- _Task description_
Rename every "instance" in the entries to "object", leaving all other text unchanged, and reproduce the entries without the pictures.

Boundary annotation entries:
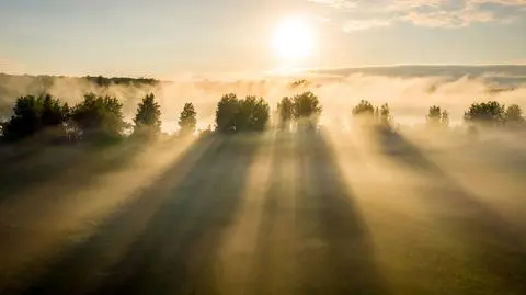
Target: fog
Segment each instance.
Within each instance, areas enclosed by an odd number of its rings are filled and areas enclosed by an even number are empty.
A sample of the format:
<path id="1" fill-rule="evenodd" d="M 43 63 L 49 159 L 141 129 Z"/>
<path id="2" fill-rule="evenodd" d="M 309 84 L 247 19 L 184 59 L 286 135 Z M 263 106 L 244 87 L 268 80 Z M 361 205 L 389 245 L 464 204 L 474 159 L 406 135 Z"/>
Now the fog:
<path id="1" fill-rule="evenodd" d="M 48 92 L 70 104 L 80 102 L 88 92 L 116 97 L 124 103 L 124 112 L 128 120 L 133 117 L 140 99 L 151 92 L 161 104 L 163 129 L 168 133 L 176 129 L 179 113 L 185 102 L 193 102 L 196 106 L 201 128 L 213 124 L 216 103 L 228 92 L 235 92 L 239 97 L 263 97 L 272 107 L 275 107 L 277 101 L 285 95 L 311 90 L 323 105 L 322 123 L 344 125 L 351 124 L 351 110 L 362 99 L 374 104 L 389 103 L 395 122 L 402 125 L 424 123 L 431 105 L 439 105 L 449 111 L 453 125 L 461 123 L 464 112 L 476 101 L 496 100 L 506 105 L 516 103 L 523 109 L 526 107 L 524 105 L 526 82 L 515 80 L 517 78 L 515 68 L 507 73 L 493 72 L 495 70 L 493 68 L 483 71 L 482 68 L 478 71 L 468 71 L 471 75 L 465 76 L 459 75 L 461 71 L 454 67 L 450 75 L 437 72 L 435 68 L 428 67 L 424 68 L 428 73 L 420 76 L 415 75 L 414 69 L 398 72 L 393 72 L 392 69 L 388 72 L 380 69 L 362 69 L 362 72 L 347 70 L 345 75 L 341 71 L 317 71 L 295 77 L 263 75 L 248 78 L 185 77 L 161 81 L 155 86 L 132 83 L 110 87 L 99 87 L 81 78 L 3 75 L 0 76 L 0 114 L 9 115 L 15 98 L 43 92 Z M 473 72 L 478 75 L 473 76 Z M 294 81 L 300 79 L 308 82 L 291 86 Z"/>
<path id="2" fill-rule="evenodd" d="M 94 91 L 119 98 L 128 118 L 152 92 L 169 133 L 185 102 L 211 124 L 228 92 L 275 106 L 311 90 L 323 115 L 318 132 L 0 154 L 0 292 L 525 294 L 524 131 L 470 134 L 461 117 L 485 100 L 525 109 L 526 84 L 488 77 L 311 72 L 107 88 L 1 77 L 5 104 L 42 91 L 75 104 Z M 389 103 L 395 131 L 353 120 L 362 99 Z M 423 126 L 434 104 L 453 128 Z"/>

- _Solution for this problem_
Target: fog
Segment each object.
Within each object, areas enclosed by an odd number of its rings are filled and areas enclosed by an even number are empty.
A sample of the format:
<path id="1" fill-rule="evenodd" d="M 43 63 L 49 159 L 141 129 Z"/>
<path id="2" fill-rule="evenodd" d="M 309 84 L 247 19 L 184 59 L 286 135 Z M 263 106 L 244 87 L 268 80 Z M 361 205 L 389 245 L 464 204 L 474 159 L 406 135 Z"/>
Now the fog:
<path id="1" fill-rule="evenodd" d="M 48 92 L 70 104 L 80 102 L 88 92 L 116 97 L 124 103 L 124 112 L 128 120 L 133 117 L 140 99 L 151 92 L 161 104 L 163 129 L 168 133 L 176 129 L 179 113 L 185 102 L 193 102 L 196 106 L 201 128 L 213 124 L 216 103 L 228 92 L 235 92 L 239 97 L 263 97 L 272 107 L 275 107 L 277 101 L 285 95 L 311 90 L 323 105 L 322 123 L 344 125 L 351 124 L 351 110 L 362 99 L 374 104 L 389 103 L 395 122 L 402 125 L 424 123 L 431 105 L 439 105 L 449 111 L 453 125 L 461 123 L 464 112 L 476 101 L 496 100 L 506 105 L 516 103 L 523 109 L 526 107 L 524 105 L 526 82 L 515 80 L 517 78 L 515 68 L 507 73 L 493 72 L 495 70 L 493 68 L 483 71 L 482 68 L 478 71 L 468 71 L 471 75 L 465 76 L 459 75 L 461 71 L 454 67 L 450 75 L 437 72 L 435 68 L 428 67 L 424 68 L 428 73 L 420 76 L 415 75 L 414 69 L 398 72 L 393 72 L 392 69 L 388 72 L 380 69 L 362 69 L 362 72 L 347 70 L 345 75 L 341 71 L 317 71 L 295 77 L 263 75 L 248 78 L 185 77 L 161 81 L 155 86 L 132 83 L 110 87 L 99 87 L 81 78 L 3 75 L 0 76 L 0 114 L 9 115 L 15 98 L 43 92 Z M 473 72 L 478 75 L 473 76 Z M 294 81 L 300 79 L 308 82 L 291 86 Z"/>
<path id="2" fill-rule="evenodd" d="M 94 91 L 119 98 L 128 118 L 152 92 L 169 133 L 185 102 L 211 124 L 228 92 L 275 106 L 311 90 L 323 115 L 318 132 L 0 154 L 0 292 L 525 294 L 524 131 L 470 134 L 461 117 L 485 100 L 525 109 L 526 84 L 488 77 L 311 72 L 107 88 L 1 77 L 5 104 L 42 91 L 75 104 Z M 389 103 L 395 131 L 353 120 L 362 99 Z M 423 126 L 434 104 L 453 128 Z"/>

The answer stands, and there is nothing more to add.